## Recorded data
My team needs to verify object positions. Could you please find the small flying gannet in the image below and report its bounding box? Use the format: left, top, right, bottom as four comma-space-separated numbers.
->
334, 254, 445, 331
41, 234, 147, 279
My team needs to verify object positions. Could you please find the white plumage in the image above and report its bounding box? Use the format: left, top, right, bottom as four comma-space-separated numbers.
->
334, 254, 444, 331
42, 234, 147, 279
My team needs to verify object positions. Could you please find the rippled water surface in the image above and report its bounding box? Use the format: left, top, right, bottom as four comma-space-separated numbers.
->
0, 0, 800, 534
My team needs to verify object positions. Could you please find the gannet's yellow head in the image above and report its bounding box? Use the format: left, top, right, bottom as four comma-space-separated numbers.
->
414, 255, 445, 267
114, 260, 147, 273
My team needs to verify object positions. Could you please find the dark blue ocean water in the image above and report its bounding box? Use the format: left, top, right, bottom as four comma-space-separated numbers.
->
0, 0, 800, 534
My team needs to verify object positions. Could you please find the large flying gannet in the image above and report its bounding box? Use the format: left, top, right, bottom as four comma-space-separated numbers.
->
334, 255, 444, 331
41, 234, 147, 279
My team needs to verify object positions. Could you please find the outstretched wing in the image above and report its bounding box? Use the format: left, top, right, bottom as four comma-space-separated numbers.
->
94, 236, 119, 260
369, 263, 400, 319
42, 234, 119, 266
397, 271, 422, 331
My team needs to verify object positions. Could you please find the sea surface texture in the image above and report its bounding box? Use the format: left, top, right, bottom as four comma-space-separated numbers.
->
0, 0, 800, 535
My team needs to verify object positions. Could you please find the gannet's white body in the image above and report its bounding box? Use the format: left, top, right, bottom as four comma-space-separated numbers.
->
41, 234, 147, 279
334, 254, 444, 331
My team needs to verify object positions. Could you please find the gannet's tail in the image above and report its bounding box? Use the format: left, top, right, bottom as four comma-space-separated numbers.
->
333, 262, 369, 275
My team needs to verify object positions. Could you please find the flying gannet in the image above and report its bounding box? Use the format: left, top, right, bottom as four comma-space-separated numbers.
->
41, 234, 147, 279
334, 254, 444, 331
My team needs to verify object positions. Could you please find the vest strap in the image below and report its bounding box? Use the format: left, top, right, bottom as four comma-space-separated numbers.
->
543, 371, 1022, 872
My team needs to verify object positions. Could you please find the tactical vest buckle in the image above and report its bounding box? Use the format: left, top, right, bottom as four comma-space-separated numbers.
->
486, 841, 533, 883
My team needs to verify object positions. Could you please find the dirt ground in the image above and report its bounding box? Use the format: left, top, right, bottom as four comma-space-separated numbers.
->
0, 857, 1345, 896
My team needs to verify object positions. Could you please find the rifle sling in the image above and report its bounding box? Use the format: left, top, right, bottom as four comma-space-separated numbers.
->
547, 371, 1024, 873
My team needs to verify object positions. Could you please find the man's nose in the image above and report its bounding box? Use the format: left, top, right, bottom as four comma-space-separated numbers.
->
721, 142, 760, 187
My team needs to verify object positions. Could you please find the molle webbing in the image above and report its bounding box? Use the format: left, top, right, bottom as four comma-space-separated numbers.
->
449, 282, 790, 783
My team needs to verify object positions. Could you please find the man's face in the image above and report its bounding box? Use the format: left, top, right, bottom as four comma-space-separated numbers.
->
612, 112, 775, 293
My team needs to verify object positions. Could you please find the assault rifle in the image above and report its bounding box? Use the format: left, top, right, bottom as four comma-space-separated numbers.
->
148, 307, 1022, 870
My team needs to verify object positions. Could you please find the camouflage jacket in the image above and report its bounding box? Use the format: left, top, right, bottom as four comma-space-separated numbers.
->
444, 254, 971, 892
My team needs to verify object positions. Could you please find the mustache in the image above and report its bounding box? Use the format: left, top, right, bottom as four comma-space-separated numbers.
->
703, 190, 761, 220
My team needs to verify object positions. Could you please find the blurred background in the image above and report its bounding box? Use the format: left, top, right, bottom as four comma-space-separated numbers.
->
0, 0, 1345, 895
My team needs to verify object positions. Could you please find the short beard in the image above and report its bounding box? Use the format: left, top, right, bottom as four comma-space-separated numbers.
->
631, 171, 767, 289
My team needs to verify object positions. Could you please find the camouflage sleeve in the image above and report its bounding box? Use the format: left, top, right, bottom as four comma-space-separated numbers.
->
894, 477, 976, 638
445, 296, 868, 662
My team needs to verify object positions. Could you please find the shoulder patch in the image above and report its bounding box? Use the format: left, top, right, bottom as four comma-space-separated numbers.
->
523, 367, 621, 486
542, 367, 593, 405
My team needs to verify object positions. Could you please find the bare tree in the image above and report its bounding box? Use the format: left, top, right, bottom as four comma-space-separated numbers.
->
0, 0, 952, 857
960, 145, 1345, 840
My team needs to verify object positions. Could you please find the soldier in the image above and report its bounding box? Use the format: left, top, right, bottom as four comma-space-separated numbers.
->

## Written problem
Arrange every line of the records above as a Markdown table with the columns Row and Text, numbering each row and leaving out blank lines.

## Written response
| Row | Text |
|---|---|
| 1 | My team needs to verify object positions. Could you please find the small flying gannet in the image below and report its bounding box? Use the format: left, top, right, bottom as four comma-space-separated numbers. |
| 2 | -> |
| 3 | 334, 254, 445, 331 |
| 4 | 41, 234, 147, 279 |
| 5 | My team needs to verify object positions. Could you please find the white plumage in the image above and report its bounding box? Use the format: left, top, right, bottom as four comma-space-separated numbers. |
| 6 | -> |
| 7 | 334, 254, 444, 331 |
| 8 | 42, 234, 147, 279 |
| 9 | My team needs to verify object positions. Could you please find the rippled water surface in the image above and report its bounding box? Use the format: left, top, right, bottom as four comma-space-separated numbers. |
| 10 | -> |
| 11 | 0, 0, 800, 534 |
| 12 | My team needs to verify object positions. Could you please find the gannet's yellow head in the image above and report its bounding box? Use the format: left, top, right, bottom as four comma-space-separated numbers. |
| 13 | -> |
| 14 | 414, 255, 445, 267 |
| 15 | 114, 260, 147, 273 |
| 16 | My team needs to verify object positions. Could you please find the dark blue ocean water in the image above and report its bounding box? Use the format: left, top, right, bottom as four comma-space-separated numbers. |
| 17 | -> |
| 18 | 0, 0, 800, 534 |
| 19 | My team needs to verify object positions. Could you please find the large flying gannet in the image above and report its bounding box? Use the format: left, top, right, bottom as four comma-space-separated numbers. |
| 20 | -> |
| 21 | 334, 255, 444, 331 |
| 22 | 41, 234, 147, 279 |
| 23 | My team needs to verify object positions. Could you please find the outstretched wing in the image above and report its bounding box? Use the format: left, top, right, bottom as four comma-space-separated numbers. |
| 24 | -> |
| 25 | 94, 236, 119, 260 |
| 26 | 369, 263, 400, 319 |
| 27 | 42, 234, 119, 266 |
| 28 | 397, 271, 422, 331 |
| 29 | My team needs to verify object positions. Could you please find the sea surface texture in the image above and report its bounding box? Use the format: left, top, right, bottom as four comma-space-separated numbers. |
| 30 | -> |
| 31 | 0, 0, 800, 535 |
| 32 | My team needs to verify object positions. Could you please find the gannet's white body in the image above and report its bounding box? Use the format: left, top, right, bottom as four comma-space-separated numbers. |
| 33 | -> |
| 34 | 41, 234, 147, 279 |
| 35 | 334, 254, 444, 331 |
| 36 | My team needs to verify object positions. Could you please find the gannet's tail in the image above and report its bounding box? Use the format: left, top, right, bottom as four comma-space-separated numbers. |
| 37 | -> |
| 38 | 333, 262, 369, 275 |
| 39 | My team needs to verify object positions. Could you please find the flying gannet in the image above and report its bounding box? Use the format: left, top, right, bottom as four comma-space-separated numbers. |
| 40 | -> |
| 41 | 41, 234, 147, 279 |
| 42 | 334, 254, 444, 331 |
| 43 | My team needs to verify object positions. Could you please find the vest strap in the image below and report its bounding box? Use the format: left, top, right, bottom as four comma-space-separated numbers. |
| 44 | -> |
| 45 | 543, 371, 1022, 872 |
| 46 | My team needs to verify object positions. Could you please find the tactical vest buckle in the image above and report its bounding box? Use the format: left, top, right, bottom as four comma-space-separated numbers. |
| 47 | -> |
| 48 | 486, 841, 533, 883 |
| 49 | My team needs to verify object positions. Could you please find the dirt ground in the image above and report its bounding box? Use the format: left, top, right, bottom as four comma-space-separated numbers. |
| 50 | -> |
| 51 | 0, 857, 1345, 896 |
| 52 | My team needs to verify object positions. Could you please find the rifle sling in the image above and report its bounding box? Use the format: left, top, right, bottom as four comma-space-separated numbers. |
| 53 | -> |
| 54 | 547, 371, 1024, 873 |
| 55 | My team needs to verify object positions. Could you please find the man's nose in the image above and report its bounding box? Use the format: left, top, right, bottom as four comma-space-separated numbers. |
| 56 | -> |
| 57 | 721, 142, 760, 187 |
| 58 | My team needs to verify object positions. Could you please find the molle webbing in the image above and report its bounding box? Use the format: left, top, right, bottom as four comma-space-separated numbers. |
| 59 | -> |
| 60 | 449, 282, 790, 783 |
| 61 | My team needs to verify object positions. Could you please find the man's face in the image above and report its bounding box? Use the format: left, top, right, bottom as four comma-space-separated numbers. |
| 62 | -> |
| 63 | 612, 112, 775, 293 |
| 64 | My team needs to verify object positions. Could you please find the assault rifle in the image above and report its bounding box? Use the format: left, top, right, bottom as four comma-space-separated numbers. |
| 65 | -> |
| 66 | 148, 307, 1022, 870 |
| 67 | My team needs to verify object positions. Could you please find the camouflage jacket in the image above and report its bounding box? Use the format: left, top, right, bottom as four comma-space-separated numbers. |
| 68 | -> |
| 69 | 444, 254, 971, 892 |
| 70 | My team needs to verify object positions. Could you please find the mustache in the image above and report its bounding box? Use the format: left, top, right, bottom as four comma-space-separated numbers. |
| 71 | -> |
| 72 | 703, 190, 761, 220 |
| 73 | My team needs to verify object positions. Could you please find the blurred background in the image above and report its bounding box? Use the format: left, top, right, bottom as four comma-space-separated numbers. |
| 74 | -> |
| 75 | 0, 0, 1345, 895 |
| 76 | My team needs to verify object positions. Could you please find the short beard in the image above and report its bounding box? Use the format: left, top, right, bottom as four comma-space-separated numbers. |
| 77 | -> |
| 78 | 631, 171, 767, 289 |
| 79 | My team needs to verify object positions. Could you please find the camouflage sleeve in the image above and report its bounding box? Use the format: left, top, right, bottom as four comma-space-separated numbers. |
| 80 | -> |
| 81 | 894, 477, 976, 638 |
| 82 | 445, 296, 868, 662 |
| 83 | My team needs to verify object positions. Could you please find the shoulder patch in the image above and report its bounding box? Use the format: left, top, right, bottom as four comma-space-separated numbers. |
| 84 | -> |
| 85 | 523, 367, 621, 486 |
| 86 | 542, 367, 593, 405 |
| 87 | My team needs to verify object positions. Could you please find the bare tree in the image above and report its bounding box? Use the format: left, top, right, bottom as four comma-space-separated numbers. |
| 88 | -> |
| 89 | 0, 0, 952, 857 |
| 90 | 960, 145, 1345, 840 |
| 91 | My team needs to verify object positions. Could you please find the soldier in the image above and report its bounding box? Use the format: left, top, right, bottom as four comma-space-separated numbers. |
| 92 | -> |